- **Task requirements**:
From the data below, repeat exactly the lines from the line with "# Target: red radish" to the line with "# Target: round wooden plate", both included.

[Stored data entries]
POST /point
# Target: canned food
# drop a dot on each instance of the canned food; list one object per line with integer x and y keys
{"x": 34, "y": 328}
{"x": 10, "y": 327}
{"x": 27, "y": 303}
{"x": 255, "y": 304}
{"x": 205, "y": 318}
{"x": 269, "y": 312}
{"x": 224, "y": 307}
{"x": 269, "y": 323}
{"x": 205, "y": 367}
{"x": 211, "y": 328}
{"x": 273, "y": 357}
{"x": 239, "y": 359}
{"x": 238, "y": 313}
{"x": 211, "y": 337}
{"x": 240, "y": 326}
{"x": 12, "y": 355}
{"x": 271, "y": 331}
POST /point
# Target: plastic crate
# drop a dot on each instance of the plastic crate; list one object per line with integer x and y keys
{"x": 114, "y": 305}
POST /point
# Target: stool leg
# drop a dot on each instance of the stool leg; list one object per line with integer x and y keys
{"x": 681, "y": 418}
==
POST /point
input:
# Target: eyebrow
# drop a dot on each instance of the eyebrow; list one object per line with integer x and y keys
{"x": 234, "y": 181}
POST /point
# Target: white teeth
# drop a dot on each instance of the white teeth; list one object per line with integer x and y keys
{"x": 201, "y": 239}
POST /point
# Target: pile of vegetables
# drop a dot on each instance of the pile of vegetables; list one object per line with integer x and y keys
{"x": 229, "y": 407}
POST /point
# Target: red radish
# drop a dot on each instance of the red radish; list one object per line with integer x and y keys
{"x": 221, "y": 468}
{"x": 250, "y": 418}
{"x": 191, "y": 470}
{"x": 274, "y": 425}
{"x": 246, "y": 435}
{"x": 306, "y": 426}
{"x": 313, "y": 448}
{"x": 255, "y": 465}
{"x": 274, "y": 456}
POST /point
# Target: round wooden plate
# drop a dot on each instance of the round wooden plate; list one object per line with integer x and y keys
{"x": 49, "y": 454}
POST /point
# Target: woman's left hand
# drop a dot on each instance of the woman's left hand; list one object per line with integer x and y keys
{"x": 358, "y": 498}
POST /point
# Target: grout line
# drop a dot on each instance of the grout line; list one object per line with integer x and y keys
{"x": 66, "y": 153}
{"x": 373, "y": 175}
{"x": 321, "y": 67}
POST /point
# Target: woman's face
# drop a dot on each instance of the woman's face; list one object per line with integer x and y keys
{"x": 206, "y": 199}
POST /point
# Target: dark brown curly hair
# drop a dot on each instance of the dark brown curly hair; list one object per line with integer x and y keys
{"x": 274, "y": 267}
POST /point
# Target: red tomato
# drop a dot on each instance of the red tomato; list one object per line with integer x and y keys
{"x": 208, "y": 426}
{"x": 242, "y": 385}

- **Solution**:
# Target: red radish
# drop a dot on each instance of the red radish; list one object per line with integer x and y keys
{"x": 221, "y": 468}
{"x": 250, "y": 418}
{"x": 191, "y": 470}
{"x": 274, "y": 425}
{"x": 246, "y": 435}
{"x": 306, "y": 426}
{"x": 313, "y": 448}
{"x": 255, "y": 465}
{"x": 274, "y": 456}
POST /point
# Target: round wooden plate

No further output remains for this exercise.